#### PROBLEM REQUIREMENTS
Please reproduce the street food text below word for word, everything from "Jhal Muri is" down to "London and NYC.".

#### EXTRACT TO READ
Idli sambar is the staple breakfast dish of South India. Idlies are rice cakes, served with hot vegetable sambar and coconut chutney. It is one of the healthiest savory dishes that is sold on Indian streets. A mixture of white lentil (black gram) and uncooked rice is fermented overnight and grounded into a delicate paste batter. The batter is then steamed in Idli makers to make the idli cakes. The idlis are served with piping hot sambar- a lentil and vegetable soup cooked with tamarind broth and spices. Also, coconut chutney is served to add to the taste.
Jhal Muri is yet another trendy street snack, originated from Bangladesh and West Bengal, India. It is a delicious dry concoction of puffed rice, finely chopped onions, green chillies, coriander, chanachur, mustard oil, dry ground spices and peanuts. The spicy taste and crunchy texture of jhal muri make it the perfect evening snack accompanied by a cup of hot tea. It is a highly enjoyed street food in India, especially on the streets of West Bengal. The Bangladeshi diaspora has extended the popularity of jhal muri even to the streets of London and NYC.

#### RECORD LIST
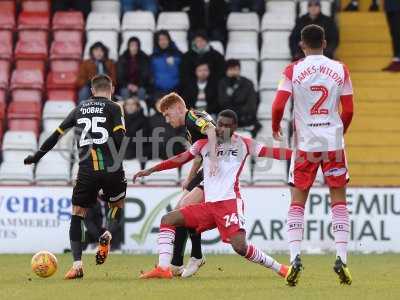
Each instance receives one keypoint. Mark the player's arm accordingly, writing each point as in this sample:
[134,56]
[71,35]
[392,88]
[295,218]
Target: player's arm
[52,140]
[278,106]
[346,100]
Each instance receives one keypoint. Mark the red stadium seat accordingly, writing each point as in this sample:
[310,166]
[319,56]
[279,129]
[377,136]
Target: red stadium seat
[24,125]
[33,21]
[26,96]
[61,80]
[68,36]
[71,20]
[61,95]
[64,66]
[31,65]
[24,110]
[66,50]
[36,6]
[34,50]
[4,74]
[27,79]
[6,45]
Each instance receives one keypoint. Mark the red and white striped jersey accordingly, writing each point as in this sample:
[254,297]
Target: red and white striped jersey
[231,157]
[316,84]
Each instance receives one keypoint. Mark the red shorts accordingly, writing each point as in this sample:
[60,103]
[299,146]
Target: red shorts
[226,215]
[304,167]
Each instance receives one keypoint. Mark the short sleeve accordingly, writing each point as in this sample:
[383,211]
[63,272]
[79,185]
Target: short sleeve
[347,85]
[117,115]
[285,84]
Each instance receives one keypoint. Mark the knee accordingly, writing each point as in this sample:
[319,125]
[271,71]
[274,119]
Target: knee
[240,247]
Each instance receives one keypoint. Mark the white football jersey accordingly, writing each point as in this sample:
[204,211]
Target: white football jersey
[316,84]
[231,158]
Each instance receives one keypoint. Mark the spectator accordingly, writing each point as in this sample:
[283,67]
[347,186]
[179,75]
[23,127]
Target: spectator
[392,9]
[160,132]
[201,51]
[314,16]
[133,71]
[148,5]
[135,121]
[257,6]
[65,5]
[98,63]
[238,94]
[353,6]
[165,64]
[202,93]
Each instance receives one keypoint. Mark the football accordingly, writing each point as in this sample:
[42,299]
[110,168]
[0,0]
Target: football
[44,264]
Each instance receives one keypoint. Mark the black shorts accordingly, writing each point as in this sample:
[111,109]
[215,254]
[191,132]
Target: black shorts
[90,182]
[196,181]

#### EXERCISE RESPONSE
Jhal Muri is yet another trendy street snack, originated from Bangladesh and West Bengal, India. It is a delicious dry concoction of puffed rice, finely chopped onions, green chillies, coriander, chanachur, mustard oil, dry ground spices and peanuts. The spicy taste and crunchy texture of jhal muri make it the perfect evening snack accompanied by a cup of hot tea. It is a highly enjoyed street food in India, especially on the streets of West Bengal. The Bangladeshi diaspora has extended the popularity of jhal muri even to the streets of London and NYC.